Your instructions ▸ Could you repeat, word for word, every line from the one containing "the white trousers" through the final line of the records below, and nothing else?

Supplied records ▸
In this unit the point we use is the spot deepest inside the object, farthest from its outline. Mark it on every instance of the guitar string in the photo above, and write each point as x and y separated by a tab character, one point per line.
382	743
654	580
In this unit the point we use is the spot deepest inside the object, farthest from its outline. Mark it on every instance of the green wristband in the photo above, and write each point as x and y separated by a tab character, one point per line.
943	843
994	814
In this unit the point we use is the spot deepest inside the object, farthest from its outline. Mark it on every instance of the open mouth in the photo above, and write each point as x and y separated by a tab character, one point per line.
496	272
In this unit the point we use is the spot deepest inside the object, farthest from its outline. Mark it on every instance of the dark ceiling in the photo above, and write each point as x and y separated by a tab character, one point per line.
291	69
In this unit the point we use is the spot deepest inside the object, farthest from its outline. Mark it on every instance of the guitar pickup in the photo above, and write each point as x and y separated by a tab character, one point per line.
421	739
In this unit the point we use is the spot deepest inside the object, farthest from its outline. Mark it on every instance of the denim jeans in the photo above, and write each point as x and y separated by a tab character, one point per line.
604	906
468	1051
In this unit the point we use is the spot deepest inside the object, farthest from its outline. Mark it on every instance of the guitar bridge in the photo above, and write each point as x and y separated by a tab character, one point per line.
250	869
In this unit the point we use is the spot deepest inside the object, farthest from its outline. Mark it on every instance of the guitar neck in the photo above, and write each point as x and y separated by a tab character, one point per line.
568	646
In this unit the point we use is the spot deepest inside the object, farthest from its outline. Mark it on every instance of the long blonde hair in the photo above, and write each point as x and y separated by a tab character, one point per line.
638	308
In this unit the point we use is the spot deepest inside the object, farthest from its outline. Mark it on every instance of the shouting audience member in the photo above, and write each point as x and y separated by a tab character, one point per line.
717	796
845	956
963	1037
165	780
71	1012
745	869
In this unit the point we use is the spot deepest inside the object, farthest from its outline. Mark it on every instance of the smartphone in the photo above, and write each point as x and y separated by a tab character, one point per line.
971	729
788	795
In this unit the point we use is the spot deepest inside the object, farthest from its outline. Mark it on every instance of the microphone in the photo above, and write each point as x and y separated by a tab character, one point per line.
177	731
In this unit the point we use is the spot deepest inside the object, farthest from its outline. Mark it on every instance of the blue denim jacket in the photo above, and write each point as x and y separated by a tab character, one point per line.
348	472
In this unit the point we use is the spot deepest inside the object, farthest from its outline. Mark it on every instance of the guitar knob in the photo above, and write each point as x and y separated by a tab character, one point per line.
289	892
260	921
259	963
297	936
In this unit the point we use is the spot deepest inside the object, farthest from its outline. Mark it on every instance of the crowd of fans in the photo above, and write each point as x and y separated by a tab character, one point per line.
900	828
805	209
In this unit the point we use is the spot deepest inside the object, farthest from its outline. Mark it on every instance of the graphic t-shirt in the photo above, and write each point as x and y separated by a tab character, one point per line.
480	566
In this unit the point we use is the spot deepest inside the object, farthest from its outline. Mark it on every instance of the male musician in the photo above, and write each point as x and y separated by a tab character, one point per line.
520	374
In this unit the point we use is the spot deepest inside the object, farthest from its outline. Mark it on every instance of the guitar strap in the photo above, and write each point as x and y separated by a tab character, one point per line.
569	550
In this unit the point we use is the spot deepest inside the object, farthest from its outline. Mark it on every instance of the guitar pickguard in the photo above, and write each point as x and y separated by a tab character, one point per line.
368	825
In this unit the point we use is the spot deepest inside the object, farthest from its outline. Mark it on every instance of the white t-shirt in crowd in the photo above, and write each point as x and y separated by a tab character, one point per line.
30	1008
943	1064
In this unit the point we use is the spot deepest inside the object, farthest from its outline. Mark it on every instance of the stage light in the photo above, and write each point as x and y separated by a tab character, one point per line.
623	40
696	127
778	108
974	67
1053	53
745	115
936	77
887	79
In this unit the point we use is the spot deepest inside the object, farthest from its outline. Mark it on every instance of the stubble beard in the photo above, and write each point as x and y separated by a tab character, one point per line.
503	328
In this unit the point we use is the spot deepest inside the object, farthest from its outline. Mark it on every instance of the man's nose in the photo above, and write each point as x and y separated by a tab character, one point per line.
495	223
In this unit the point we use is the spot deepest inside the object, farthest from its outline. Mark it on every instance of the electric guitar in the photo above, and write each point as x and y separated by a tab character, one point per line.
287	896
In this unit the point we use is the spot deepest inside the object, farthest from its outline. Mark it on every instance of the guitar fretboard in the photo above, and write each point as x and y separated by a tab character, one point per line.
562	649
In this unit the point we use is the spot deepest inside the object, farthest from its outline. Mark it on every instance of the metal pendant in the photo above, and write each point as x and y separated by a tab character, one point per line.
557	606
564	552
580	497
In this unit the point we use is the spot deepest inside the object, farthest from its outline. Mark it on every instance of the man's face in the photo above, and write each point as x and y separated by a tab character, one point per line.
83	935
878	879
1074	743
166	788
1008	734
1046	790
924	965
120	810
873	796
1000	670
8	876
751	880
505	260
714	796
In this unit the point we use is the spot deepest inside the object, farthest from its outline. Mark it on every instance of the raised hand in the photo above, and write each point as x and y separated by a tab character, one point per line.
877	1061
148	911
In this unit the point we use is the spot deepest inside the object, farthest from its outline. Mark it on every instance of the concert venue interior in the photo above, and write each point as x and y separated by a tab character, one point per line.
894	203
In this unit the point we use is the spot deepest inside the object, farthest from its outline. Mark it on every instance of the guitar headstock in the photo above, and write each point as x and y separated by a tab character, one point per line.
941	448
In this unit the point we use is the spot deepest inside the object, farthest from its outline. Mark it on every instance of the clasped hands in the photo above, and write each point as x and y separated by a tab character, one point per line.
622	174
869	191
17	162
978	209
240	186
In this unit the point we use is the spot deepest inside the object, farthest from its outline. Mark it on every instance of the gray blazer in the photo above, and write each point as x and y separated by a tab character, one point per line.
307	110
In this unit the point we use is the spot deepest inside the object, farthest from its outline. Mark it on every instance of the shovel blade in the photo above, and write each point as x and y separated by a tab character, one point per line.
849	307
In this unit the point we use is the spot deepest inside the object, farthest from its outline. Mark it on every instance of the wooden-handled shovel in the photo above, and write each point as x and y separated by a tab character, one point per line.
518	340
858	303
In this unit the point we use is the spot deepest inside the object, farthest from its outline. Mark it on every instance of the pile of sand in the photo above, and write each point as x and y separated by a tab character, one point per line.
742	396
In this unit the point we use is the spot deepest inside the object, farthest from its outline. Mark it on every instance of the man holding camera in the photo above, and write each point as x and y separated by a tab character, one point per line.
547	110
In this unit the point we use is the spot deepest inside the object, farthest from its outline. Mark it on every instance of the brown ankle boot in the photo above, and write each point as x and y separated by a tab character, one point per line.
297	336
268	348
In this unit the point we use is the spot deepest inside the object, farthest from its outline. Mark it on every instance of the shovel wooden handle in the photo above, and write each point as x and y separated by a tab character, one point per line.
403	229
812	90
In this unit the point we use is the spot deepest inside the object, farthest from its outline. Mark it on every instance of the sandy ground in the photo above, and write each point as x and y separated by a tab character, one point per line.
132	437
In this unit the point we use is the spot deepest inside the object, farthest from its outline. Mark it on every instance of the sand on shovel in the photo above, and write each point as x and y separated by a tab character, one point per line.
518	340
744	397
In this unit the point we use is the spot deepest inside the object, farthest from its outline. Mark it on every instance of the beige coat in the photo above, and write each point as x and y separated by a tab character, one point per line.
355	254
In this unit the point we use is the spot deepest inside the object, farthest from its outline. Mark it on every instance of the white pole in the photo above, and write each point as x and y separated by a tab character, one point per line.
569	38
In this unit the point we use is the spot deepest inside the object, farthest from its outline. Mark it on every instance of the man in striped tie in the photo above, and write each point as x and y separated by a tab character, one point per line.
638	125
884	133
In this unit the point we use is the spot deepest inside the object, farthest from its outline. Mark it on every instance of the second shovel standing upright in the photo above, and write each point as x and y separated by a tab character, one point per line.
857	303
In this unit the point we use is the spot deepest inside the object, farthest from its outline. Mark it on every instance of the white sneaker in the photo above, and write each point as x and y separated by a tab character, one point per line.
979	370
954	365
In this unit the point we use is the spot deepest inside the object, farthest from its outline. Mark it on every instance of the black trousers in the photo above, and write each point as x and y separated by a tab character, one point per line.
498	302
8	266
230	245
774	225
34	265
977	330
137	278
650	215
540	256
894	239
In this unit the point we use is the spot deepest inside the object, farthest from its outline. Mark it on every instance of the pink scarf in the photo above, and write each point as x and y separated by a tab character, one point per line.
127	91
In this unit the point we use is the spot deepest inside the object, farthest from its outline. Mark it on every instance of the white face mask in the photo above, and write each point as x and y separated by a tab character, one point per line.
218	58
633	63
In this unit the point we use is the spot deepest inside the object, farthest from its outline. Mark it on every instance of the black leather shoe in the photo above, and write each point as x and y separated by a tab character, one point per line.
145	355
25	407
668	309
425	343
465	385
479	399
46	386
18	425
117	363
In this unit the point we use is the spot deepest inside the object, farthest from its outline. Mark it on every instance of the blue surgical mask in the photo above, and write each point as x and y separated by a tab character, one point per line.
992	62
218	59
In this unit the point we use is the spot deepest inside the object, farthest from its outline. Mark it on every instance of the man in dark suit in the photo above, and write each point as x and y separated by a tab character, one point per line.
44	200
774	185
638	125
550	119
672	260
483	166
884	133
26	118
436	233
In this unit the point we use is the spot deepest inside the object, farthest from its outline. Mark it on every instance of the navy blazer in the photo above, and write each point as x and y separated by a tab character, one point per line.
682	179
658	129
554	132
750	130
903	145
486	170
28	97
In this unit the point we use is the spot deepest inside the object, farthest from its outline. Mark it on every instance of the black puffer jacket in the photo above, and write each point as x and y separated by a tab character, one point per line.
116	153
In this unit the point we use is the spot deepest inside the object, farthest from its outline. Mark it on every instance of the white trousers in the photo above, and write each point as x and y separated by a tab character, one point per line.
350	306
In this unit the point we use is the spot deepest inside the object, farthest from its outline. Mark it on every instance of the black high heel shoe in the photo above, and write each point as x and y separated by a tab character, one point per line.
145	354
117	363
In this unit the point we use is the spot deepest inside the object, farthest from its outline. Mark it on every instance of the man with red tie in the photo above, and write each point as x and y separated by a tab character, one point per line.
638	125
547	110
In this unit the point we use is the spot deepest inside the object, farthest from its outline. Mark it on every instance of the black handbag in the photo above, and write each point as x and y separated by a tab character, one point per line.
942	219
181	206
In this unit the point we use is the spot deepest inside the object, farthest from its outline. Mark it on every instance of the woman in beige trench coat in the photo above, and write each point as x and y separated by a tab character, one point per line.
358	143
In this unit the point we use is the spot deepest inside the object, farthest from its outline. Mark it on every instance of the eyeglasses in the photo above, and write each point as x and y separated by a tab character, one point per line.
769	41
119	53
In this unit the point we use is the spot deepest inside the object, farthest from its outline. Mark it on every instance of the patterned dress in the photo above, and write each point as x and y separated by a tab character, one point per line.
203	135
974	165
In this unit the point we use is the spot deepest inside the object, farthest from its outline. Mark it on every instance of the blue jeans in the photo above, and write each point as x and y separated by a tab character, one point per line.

Task output ▸
In this unit the point we use is the spot deepest inside the object, farthest from its outline. Mark it on every instance of the white trousers in the photo above, and write each point as x and y separated by a tab character, one point per line.
350	306
In this unit the point we use is the spot deepest inside the object, farthest from its outline. Mark it on every instance of the black high heel shoe in the photo above, and write each point as x and y separated by a tab character, one point per line.
145	354
117	363
In this unit the point we use is the spot deepest inside the object, farthest from its outline. Mark it on every instance of the man with red tie in the photo above, and write each point as x and y separated by a tab character, one point per line.
638	125
547	110
In this unit the point we use is the spot deepest inside the object, farthest from its outline. Mark it on every instance of the black handbag in the photo above, and write each point as x and y separated by a tab character, one point per line.
942	219
181	206
In this unit the point we use is the spot deepest inside the object, farthest from its outline. Mark it on every instance of the woman in beige trench coat in the photo above, and write each point as x and y separated by a tab character, one point per line.
358	143
In this unit the point we use is the spot deepest inside the object, farthest from its outline. Mark it on every instance of the eyeglasses in the photo above, and write each point as x and y separated by a tab character, one point per line.
769	41
119	53
In this unit the point we use is the spot deepest inside the object, farthest from its outline. Mark it on every instance of the patterned dress in the photo above, and write each point as x and y separated by a tab character, one point per line.
203	135
974	165
In this unit the point we use is the spot deepest inside the object, farthest from its outline. Mark it on every instance of the blue jeans in the photo above, and write each point as x and y separated by a tab character, one point per line.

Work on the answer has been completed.